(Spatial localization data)
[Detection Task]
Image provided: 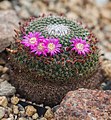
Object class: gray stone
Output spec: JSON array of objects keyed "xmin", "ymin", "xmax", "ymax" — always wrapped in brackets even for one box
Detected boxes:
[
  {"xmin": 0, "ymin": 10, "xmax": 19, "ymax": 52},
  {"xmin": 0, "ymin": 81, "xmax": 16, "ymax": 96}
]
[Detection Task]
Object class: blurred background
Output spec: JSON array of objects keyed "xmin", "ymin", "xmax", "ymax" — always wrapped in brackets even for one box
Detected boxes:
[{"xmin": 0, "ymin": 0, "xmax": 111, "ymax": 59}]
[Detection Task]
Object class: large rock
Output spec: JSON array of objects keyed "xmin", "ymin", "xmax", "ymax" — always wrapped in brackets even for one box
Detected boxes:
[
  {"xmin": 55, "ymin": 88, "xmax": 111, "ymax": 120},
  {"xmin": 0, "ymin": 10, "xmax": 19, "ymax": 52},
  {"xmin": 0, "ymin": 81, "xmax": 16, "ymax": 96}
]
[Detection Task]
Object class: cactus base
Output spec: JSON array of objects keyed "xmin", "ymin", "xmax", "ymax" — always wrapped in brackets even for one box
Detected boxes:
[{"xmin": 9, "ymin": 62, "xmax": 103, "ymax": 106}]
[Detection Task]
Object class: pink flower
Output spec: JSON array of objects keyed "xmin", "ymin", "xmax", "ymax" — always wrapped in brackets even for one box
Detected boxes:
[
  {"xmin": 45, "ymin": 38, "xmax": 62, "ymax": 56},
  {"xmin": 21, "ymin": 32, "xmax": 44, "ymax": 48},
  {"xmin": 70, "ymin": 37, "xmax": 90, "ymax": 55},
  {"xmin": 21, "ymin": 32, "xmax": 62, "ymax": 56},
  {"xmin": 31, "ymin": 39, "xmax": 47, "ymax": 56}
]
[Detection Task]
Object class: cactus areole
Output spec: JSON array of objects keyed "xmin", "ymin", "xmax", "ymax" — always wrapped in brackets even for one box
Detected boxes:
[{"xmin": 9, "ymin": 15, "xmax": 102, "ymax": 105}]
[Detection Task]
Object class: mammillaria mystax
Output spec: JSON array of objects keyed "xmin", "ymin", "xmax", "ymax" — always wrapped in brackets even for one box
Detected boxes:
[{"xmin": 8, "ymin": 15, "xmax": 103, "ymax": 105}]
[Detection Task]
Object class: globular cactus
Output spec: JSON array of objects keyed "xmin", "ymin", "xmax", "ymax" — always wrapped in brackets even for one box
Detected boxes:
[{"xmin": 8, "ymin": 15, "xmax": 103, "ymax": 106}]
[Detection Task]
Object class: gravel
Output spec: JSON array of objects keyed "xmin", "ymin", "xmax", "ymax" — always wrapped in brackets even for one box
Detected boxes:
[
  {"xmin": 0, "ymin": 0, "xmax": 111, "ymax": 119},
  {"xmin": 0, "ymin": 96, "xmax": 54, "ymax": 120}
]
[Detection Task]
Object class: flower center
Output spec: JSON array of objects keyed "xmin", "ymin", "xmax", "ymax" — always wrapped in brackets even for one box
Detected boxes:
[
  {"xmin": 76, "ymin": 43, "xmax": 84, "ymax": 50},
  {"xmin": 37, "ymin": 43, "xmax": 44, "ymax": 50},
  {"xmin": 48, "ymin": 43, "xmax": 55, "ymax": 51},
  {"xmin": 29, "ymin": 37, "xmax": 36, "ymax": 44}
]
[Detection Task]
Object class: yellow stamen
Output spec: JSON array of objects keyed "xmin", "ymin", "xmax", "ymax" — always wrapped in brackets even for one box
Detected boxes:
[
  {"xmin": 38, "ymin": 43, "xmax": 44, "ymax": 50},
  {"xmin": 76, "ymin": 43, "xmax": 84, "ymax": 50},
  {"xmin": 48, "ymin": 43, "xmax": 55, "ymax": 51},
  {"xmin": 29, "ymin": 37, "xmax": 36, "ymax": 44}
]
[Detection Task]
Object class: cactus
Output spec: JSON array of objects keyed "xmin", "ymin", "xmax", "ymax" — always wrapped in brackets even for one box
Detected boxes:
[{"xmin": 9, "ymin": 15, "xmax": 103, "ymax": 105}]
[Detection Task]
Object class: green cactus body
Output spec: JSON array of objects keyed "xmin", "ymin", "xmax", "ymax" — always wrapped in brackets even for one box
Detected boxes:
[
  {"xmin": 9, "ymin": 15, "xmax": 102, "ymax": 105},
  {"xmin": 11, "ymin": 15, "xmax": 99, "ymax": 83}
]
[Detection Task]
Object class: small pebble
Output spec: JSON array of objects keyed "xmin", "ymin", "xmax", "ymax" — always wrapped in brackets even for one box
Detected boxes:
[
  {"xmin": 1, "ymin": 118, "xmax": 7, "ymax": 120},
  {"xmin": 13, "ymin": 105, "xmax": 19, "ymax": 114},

Try it: Each entry above must come back exactly as written. Drop the images.

Response area:
[Detection Task]
Image provided: 
Object class: gray stone
Output spec: JSON array of objects keyed "xmin", "ymin", "xmax", "ymax" — always wrapped in brackets even for one box
Detected boxes:
[
  {"xmin": 0, "ymin": 10, "xmax": 19, "ymax": 52},
  {"xmin": 0, "ymin": 81, "xmax": 16, "ymax": 96}
]
[Detection Task]
Object class: blurred background
Output spec: JSON array of objects keyed "xmin", "ymin", "xmax", "ymax" — always wrapped in brackets even for one box
Detected boxes:
[{"xmin": 0, "ymin": 0, "xmax": 111, "ymax": 59}]
[Detection Task]
Object class: large rock
Output spec: JSON array of objects keyed "xmin", "ymin", "xmax", "ymax" — always wrapped in brackets even for one box
Detected boxes:
[
  {"xmin": 55, "ymin": 88, "xmax": 111, "ymax": 120},
  {"xmin": 0, "ymin": 10, "xmax": 19, "ymax": 52},
  {"xmin": 0, "ymin": 81, "xmax": 16, "ymax": 96}
]
[Detection Task]
Object class: cactus base
Output spec: JSON array of objects keyed "xmin", "ymin", "xmax", "ymax" — always wrapped in brackets even for one box
Detected boxes:
[{"xmin": 9, "ymin": 62, "xmax": 103, "ymax": 106}]
[Detection Task]
Object class: pink flower
Output spec: JSON array of objects keyed "xmin", "ymin", "xmax", "ymax" — always wrapped in brackets even for one box
Detected boxes:
[
  {"xmin": 45, "ymin": 38, "xmax": 62, "ymax": 56},
  {"xmin": 21, "ymin": 32, "xmax": 44, "ymax": 48},
  {"xmin": 70, "ymin": 37, "xmax": 90, "ymax": 55},
  {"xmin": 21, "ymin": 32, "xmax": 62, "ymax": 56},
  {"xmin": 31, "ymin": 39, "xmax": 47, "ymax": 56}
]
[Detection Task]
Object class: cactus areole
Output spec: JSON array of objects keyed "xmin", "ymin", "xmax", "ymax" — always wrapped in brackets even for one box
Detected boxes:
[{"xmin": 9, "ymin": 15, "xmax": 102, "ymax": 105}]
[Detection Task]
Object class: mammillaria mystax
Output spec: JSON array of objects keyed "xmin", "ymin", "xmax", "ymax" — always wrapped in brackets even for one box
Detected boxes:
[{"xmin": 8, "ymin": 15, "xmax": 103, "ymax": 105}]
[Detection Task]
Object class: globular cactus
Output spec: JSON array of objects keyed "xmin", "ymin", "xmax", "ymax" — always wrapped in brackets even for one box
Detected boxes:
[{"xmin": 8, "ymin": 15, "xmax": 103, "ymax": 106}]
[Detection Task]
Object class: gravel
Output spec: JSON array of objects keyed "xmin", "ymin", "xmax", "ymax" — always wrapped in brackets even for one box
Detected boxes:
[
  {"xmin": 0, "ymin": 0, "xmax": 111, "ymax": 119},
  {"xmin": 0, "ymin": 96, "xmax": 54, "ymax": 120}
]
[Detection Task]
Object class: flower center
Output spec: JSON array of objects keyed "xmin", "ymin", "xmax", "ymax" — always wrapped in brackets even for one box
Detected boxes:
[
  {"xmin": 76, "ymin": 43, "xmax": 84, "ymax": 50},
  {"xmin": 37, "ymin": 43, "xmax": 44, "ymax": 50},
  {"xmin": 48, "ymin": 43, "xmax": 55, "ymax": 51},
  {"xmin": 29, "ymin": 37, "xmax": 36, "ymax": 44}
]
[Detection Task]
Object class: yellow stamen
Output spec: JSON array of objects keyed "xmin", "ymin", "xmax", "ymax" — always wrapped in brackets even for one box
Detected boxes:
[
  {"xmin": 38, "ymin": 43, "xmax": 44, "ymax": 50},
  {"xmin": 76, "ymin": 43, "xmax": 84, "ymax": 50},
  {"xmin": 48, "ymin": 43, "xmax": 55, "ymax": 51},
  {"xmin": 29, "ymin": 37, "xmax": 36, "ymax": 44}
]
[Detection Task]
Object class: cactus
Output spec: JSON array of objects keyed "xmin", "ymin", "xmax", "ymax" — always wrapped in brackets even for one box
Detected boxes:
[{"xmin": 9, "ymin": 15, "xmax": 103, "ymax": 105}]
[Detection Task]
Object class: green cactus body
Output spec: JSON array of objects keyed "xmin", "ymin", "xmax", "ymax" — always wrapped in brackets even for one box
Detected boxes:
[
  {"xmin": 9, "ymin": 15, "xmax": 102, "ymax": 105},
  {"xmin": 11, "ymin": 15, "xmax": 99, "ymax": 83}
]
[Detection Task]
Object class: small pebble
Output spec: JSON array of objects keyed "xmin", "ymin", "xmax", "ymax" — always wrapped in brackets even for one box
Detected boxes:
[
  {"xmin": 1, "ymin": 118, "xmax": 7, "ymax": 120},
  {"xmin": 13, "ymin": 105, "xmax": 19, "ymax": 114},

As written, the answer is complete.